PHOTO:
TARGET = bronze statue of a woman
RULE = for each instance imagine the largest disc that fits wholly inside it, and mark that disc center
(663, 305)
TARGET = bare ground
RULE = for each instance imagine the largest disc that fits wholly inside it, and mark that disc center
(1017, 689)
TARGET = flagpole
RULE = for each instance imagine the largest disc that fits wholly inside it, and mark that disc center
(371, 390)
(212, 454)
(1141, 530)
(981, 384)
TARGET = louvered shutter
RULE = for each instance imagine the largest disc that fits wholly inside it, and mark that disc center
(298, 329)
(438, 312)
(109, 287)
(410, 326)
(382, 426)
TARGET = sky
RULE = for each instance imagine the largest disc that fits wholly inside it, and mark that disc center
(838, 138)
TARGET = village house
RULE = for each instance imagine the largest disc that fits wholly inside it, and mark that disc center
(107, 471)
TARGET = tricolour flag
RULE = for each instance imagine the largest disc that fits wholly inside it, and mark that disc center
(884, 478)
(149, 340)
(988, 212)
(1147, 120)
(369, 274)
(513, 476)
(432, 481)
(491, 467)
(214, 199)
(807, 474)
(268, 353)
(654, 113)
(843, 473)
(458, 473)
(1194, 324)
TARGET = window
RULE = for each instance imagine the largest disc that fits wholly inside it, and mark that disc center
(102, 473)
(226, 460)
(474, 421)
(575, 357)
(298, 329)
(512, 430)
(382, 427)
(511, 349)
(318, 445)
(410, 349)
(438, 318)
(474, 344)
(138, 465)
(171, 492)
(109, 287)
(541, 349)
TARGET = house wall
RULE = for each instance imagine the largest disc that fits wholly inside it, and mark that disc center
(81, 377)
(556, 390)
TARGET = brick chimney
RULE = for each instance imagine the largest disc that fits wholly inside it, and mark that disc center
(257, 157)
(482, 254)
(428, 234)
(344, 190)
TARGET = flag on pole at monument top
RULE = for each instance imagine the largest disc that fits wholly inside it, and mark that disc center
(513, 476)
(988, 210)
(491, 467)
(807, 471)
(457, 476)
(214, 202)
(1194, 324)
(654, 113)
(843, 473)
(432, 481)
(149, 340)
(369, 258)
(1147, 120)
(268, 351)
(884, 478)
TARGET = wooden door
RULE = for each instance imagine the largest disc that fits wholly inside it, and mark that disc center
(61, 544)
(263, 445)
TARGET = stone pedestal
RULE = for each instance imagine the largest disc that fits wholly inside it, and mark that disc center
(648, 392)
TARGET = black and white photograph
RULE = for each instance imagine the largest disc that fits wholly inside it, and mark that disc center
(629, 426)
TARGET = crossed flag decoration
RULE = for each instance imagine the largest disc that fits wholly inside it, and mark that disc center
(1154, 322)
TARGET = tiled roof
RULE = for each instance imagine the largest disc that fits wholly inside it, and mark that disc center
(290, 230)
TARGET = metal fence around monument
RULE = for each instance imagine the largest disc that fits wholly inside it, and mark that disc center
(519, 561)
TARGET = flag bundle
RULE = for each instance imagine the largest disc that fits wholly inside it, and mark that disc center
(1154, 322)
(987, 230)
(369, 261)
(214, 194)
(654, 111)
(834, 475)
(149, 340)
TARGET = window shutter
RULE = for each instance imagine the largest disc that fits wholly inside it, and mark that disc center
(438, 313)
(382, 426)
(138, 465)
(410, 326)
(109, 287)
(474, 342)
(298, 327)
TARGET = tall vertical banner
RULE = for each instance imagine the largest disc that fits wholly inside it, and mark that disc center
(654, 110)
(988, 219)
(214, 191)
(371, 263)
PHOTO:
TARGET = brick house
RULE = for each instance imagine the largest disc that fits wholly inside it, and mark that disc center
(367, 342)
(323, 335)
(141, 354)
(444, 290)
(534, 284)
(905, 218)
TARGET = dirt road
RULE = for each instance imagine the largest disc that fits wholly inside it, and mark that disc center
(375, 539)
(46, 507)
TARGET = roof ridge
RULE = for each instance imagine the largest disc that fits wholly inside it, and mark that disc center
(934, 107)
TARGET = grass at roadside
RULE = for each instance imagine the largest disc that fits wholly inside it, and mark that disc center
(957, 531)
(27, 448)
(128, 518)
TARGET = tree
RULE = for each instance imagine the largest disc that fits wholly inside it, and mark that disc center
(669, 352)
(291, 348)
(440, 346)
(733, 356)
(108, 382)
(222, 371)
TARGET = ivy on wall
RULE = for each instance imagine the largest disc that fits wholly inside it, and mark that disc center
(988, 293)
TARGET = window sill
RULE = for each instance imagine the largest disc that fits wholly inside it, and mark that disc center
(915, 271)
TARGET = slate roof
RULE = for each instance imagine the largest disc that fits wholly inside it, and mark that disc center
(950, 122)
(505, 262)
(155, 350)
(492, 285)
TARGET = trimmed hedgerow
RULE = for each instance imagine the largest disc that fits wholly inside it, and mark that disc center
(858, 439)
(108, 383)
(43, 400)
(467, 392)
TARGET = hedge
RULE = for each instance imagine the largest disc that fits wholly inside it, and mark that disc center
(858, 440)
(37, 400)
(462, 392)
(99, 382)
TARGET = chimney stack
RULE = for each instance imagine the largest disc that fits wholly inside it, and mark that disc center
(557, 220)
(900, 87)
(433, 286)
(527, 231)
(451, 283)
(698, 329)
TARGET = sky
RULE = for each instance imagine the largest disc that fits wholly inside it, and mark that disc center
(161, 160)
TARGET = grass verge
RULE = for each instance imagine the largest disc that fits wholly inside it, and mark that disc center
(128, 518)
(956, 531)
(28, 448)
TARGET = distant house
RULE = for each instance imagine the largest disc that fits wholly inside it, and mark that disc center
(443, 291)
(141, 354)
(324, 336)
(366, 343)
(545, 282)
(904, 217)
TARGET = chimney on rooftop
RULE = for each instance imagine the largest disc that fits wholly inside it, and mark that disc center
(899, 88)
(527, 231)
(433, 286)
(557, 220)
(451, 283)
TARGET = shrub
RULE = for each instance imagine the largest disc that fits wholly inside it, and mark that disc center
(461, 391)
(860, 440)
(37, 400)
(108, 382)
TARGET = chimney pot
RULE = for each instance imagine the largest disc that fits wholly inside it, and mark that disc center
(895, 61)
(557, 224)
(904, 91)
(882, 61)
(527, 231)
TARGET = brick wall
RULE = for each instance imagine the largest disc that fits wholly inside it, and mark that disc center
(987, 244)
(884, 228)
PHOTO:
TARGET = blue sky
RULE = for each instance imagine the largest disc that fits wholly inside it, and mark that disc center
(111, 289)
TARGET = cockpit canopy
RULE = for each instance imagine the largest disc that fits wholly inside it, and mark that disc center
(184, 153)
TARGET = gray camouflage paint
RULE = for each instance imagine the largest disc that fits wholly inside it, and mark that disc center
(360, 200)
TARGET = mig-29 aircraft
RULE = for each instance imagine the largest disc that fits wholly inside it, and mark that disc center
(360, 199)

• [What you need to do]: Above are some records; extract every one of them exactly.

• [Result below]:
PHOTO:
TARGET = bronze statue of a woman
RULE = for each instance imagine the largest disc that fits wholly inside it, and mark that disc center
(663, 305)
TARGET = bare ground
RULE = for each instance imagine the largest disc that fits wholly inside it, and mark that disc center
(1017, 689)
TARGET = flagpole
RULE = for each instance imagine the largest disc that fits wholly inside it, and mark that disc center
(371, 390)
(212, 454)
(1141, 530)
(981, 384)
TARGET = louvered shutter
RULE = for each instance imagine the largest disc that fits wholly inside it, and mark that disc center
(298, 329)
(438, 312)
(109, 287)
(410, 326)
(382, 426)
TARGET = sky
RULE = for each instance imagine the largest disc that fits wholly inside it, and mark that disc center
(838, 138)
TARGET = village house
RULE = for each instance imagine the largest disc that fits wholly inside it, and mark that disc center
(107, 471)
TARGET = tricolour flag
RULE = for each instance imagine the largest disc that fits wholly inside it, and mark that disc center
(884, 478)
(149, 340)
(988, 212)
(1147, 120)
(369, 274)
(513, 476)
(432, 481)
(491, 467)
(214, 199)
(807, 474)
(268, 353)
(654, 113)
(843, 473)
(458, 473)
(1194, 324)
TARGET = window
RULE = for each instance imagine the largest disc that fits wholly inside it, and mark that disc center
(102, 473)
(226, 460)
(474, 421)
(575, 357)
(298, 329)
(512, 430)
(382, 427)
(511, 349)
(318, 445)
(410, 349)
(438, 318)
(474, 344)
(138, 465)
(171, 492)
(109, 287)
(541, 349)
TARGET = house wall
RULE = for each instance imagine the largest disc that fits wholly inside it, and mark that disc center
(81, 377)
(556, 390)
TARGET = brick chimney
RULE = for each instance imagine the largest disc that fits wholly inside it, and mark that disc center
(257, 157)
(482, 254)
(428, 234)
(344, 190)
TARGET = flag on pole at monument top
RULE = for each instance imagine the largest disc that fits wholly inside it, and mark that disc center
(513, 476)
(988, 210)
(491, 467)
(807, 471)
(457, 476)
(214, 202)
(1194, 324)
(654, 113)
(843, 473)
(432, 481)
(149, 340)
(369, 258)
(1147, 120)
(268, 351)
(884, 478)
TARGET = wooden door
RULE = for each instance imagine the largest disc that fits wholly inside it, and mark that disc center
(61, 544)
(263, 445)
TARGET = stone pedestal
RULE = for each instance imagine the largest disc that fits wholly inside it, and mark that disc center
(648, 392)
TARGET = black and white photograph
RULE = for each instance imagine the largest disc that fits wholly inside it, and mark that disc center
(629, 426)
TARGET = crossed flag decoration
RULE = for each instance imagine the largest disc that fits wholly inside it, and mark that disc center
(1154, 322)
TARGET = tiled roof
RULE = for each instance imagine the largest disc that fits wholly inside it, and mark that disc center
(290, 230)
TARGET = metal fence around monument
RULE = for each instance imagine the largest disc that fits wholly inside it, and mark that disc center
(519, 561)
TARGET = flag bundle
RULE = for each instance imagine the largest disc that fits wholly inside it, and mark that disc center
(1154, 322)
(987, 230)
(369, 261)
(214, 194)
(654, 111)
(834, 475)
(149, 340)
TARGET = window shutter
RULE = for each instance imagine the largest disc that fits wholly inside it, and mark that disc center
(438, 313)
(382, 426)
(138, 465)
(410, 326)
(109, 287)
(474, 342)
(298, 327)
TARGET = tall vertical banner
RULE = for each instance imagine the largest disc that fits wholly inside it, and mark that disc center
(654, 110)
(988, 219)
(214, 191)
(371, 263)
PHOTO:
TARGET = brick house
RULE = for each instance imagine the largest disc that fits wholly inside it, and mark that disc center
(367, 342)
(323, 335)
(141, 354)
(444, 290)
(534, 284)
(905, 218)
TARGET = dirt road
RULE = for each instance imagine the largest disc that fits wholly inside it, and mark that disc center
(375, 539)
(46, 507)
TARGET = roof ridge
RULE = for each instance imagine the largest disc that fits wholly inside it, and mark that disc center
(934, 107)
TARGET = grass at roadside
RULE = for each instance imagine the largest disc that fits wholly inside it, and mark that disc center
(957, 531)
(27, 448)
(128, 518)
TARGET = tree
RULE = for each instance imagine the largest disc that fits wholly inside it, and mark that disc center
(669, 352)
(291, 348)
(440, 346)
(733, 356)
(108, 382)
(222, 371)
TARGET = ivy on wall
RULE = for each instance imagine the largest disc that fits wholly inside it, and mark that disc center
(988, 293)
TARGET = window sill
RULE = for each instance imagine the largest disc that fits wholly inside it, and mark that disc center
(915, 271)
TARGET = slate roof
RULE = for each instance imagine the largest disc that fits wholly inside it, and mark that disc center
(950, 122)
(505, 262)
(155, 350)
(492, 285)
TARGET = trimmed hedgerow
RULE = for each instance imagine the largest disc that fits wholly inside it, and mark that disc center
(858, 439)
(108, 383)
(43, 400)
(467, 392)
TARGET = hedge
RULE = for each instance imagine the largest disc that fits wholly inside it, and mark that disc center
(858, 440)
(37, 400)
(462, 392)
(99, 382)
TARGET = chimney stack
RULE = for each instance imagine the largest disc that fits wholly inside it, and mark that disc center
(557, 220)
(900, 87)
(433, 286)
(527, 231)
(451, 283)
(698, 329)
TARGET = sky
RULE = for each instance imagine the largest disc that fits wholly inside it, and mark that disc center
(161, 160)
TARGET = grass verge
RULE = for each instance imagine the largest disc that fits wholly inside it, and mark that disc center
(128, 518)
(956, 531)
(28, 448)
TARGET = distant house
RULE = for each instance imagine the largest disc that fits wholly inside it, and mark that disc center
(443, 291)
(141, 354)
(324, 336)
(366, 343)
(545, 282)
(904, 217)
TARGET = chimney on rooftop
RULE = for each instance imagine the largest disc that fits wholly inside it, and mark that disc center
(899, 88)
(527, 231)
(433, 286)
(557, 220)
(451, 283)
TARGET = shrub
RULE = for each instance imagine the largest disc that fits wholly inside it, and mark that disc center
(461, 391)
(860, 440)
(37, 400)
(108, 382)
TARGET = chimney pot
RULE = for each instance imagine the largest disc that fits wholly inside it, and mark that disc center
(895, 61)
(557, 224)
(904, 91)
(882, 61)
(527, 231)
TARGET = brick wall
RULE = for each instance imagine the largest disc that fits wholly inside it, and mark that disc center
(987, 244)
(884, 228)
PHOTO:
TARGET = blue sky
RULE = for each instance imagine the largest disc that fits wholly inside it, and mark that disc center
(111, 289)
TARGET = cockpit canopy
RULE = for each instance imagine the largest disc that fits wholly inside it, and mark that disc center
(184, 153)
TARGET = gray camouflage paint
RULE = for each instance imagine the largest disc that fits wholly inside it, and mark that disc center
(360, 200)
TARGET = mig-29 aircraft
RULE = for each instance imagine the largest disc that fits wholly inside it, and mark that disc center
(360, 199)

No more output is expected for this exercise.